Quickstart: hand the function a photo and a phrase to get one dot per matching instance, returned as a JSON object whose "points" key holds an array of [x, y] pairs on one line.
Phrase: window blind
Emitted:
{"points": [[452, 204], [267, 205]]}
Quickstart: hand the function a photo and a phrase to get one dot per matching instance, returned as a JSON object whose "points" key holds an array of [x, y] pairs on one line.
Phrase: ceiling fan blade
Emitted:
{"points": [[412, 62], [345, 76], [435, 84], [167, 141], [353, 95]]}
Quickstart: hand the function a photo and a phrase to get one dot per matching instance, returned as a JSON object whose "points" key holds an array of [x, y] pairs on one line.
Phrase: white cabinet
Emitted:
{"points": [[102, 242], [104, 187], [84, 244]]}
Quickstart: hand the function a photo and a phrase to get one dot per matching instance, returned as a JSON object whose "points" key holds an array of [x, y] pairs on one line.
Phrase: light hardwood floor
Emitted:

» TASK INSTRUCTIONS:
Rewrite all the records above, putting "Returned" wherever "Emitted" appears and leaving everything else unchanged.

» EXERCISE RESPONSE:
Quickstart: hand the function a photo and a phrase to get one dot per matching instance, returned as a JSON object whose "points" key holds an array of [x, y] pairs on one line.
Phrase: window blind
Returned:
{"points": [[452, 204], [267, 205]]}
Quickstart: hand the function a photo and a phrase to get one dot per matching instance, returned as a JSON object whose "points" key holds an array of [x, y] pairs on one line.
Phrase: ceiling fan blade
Returned:
{"points": [[412, 62], [345, 76], [435, 84], [167, 141], [353, 95]]}
Quickstart: hand the function a photo and a phrase to get one dot per matching instance, returned as a JSON object whose "points" key holds an array of [x, y] pairs on one line.
Phrase: white cabinet
Returned:
{"points": [[102, 242], [104, 187], [84, 244]]}
Quickstart: hand the function a photo and a phrase to get one dot per matching instance, returned as a JSON object whose "points" key holds an array of [x, y] pairs on one line.
Phrase: light hardwood floor
Returned:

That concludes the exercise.